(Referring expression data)
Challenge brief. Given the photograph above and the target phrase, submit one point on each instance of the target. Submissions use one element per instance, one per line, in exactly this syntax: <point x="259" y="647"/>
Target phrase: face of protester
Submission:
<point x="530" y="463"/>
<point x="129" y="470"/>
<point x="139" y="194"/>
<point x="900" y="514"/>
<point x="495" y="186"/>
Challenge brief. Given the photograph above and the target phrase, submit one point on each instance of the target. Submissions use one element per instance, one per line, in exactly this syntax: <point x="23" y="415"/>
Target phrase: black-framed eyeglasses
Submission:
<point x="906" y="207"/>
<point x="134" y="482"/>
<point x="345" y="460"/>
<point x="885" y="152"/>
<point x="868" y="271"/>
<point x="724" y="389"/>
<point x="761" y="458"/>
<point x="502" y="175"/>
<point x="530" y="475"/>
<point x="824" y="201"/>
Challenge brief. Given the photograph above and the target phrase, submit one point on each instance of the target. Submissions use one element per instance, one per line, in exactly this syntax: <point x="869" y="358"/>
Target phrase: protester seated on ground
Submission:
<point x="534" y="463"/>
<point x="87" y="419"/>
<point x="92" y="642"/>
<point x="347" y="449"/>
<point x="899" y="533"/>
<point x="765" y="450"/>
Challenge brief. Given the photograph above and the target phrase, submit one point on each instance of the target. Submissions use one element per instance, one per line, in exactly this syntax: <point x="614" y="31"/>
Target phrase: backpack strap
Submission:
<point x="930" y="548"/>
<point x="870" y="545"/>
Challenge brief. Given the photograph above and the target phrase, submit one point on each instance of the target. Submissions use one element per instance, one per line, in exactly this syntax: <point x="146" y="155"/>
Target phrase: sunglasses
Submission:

TASK PROMPT>
The exercise is to copy out every line above that has the word "each" in it.

ANSWER FOR THE TASK>
Challenge brief. Given the photograph above and the target phrase, submit one point on each instance of the target. Submissions use one element per instance, one per line, in exactly this syntax: <point x="259" y="647"/>
Challenge brief. Given the photograph above and the target phrase, submit one point on each instance of the target. Submissions use one element per instance, one per line, in exactly this syntax: <point x="23" y="415"/>
Challenge brief. Given the photograph above and the target phrase, submit one point on each instance of the target. Submissions use one element per instance, one per line, in exactly this syntax: <point x="869" y="358"/>
Challenge brief. Given the photograph above and the target phrase, submit one point on each instance of the target. Submissions use one element per instance, one per line, in exactly this syntax: <point x="614" y="31"/>
Challenge brief. Given the photograph above and the target phrase, submit one point on each instance of the target. Submissions use one element per instance, one per line, in exactly this syntax: <point x="146" y="155"/>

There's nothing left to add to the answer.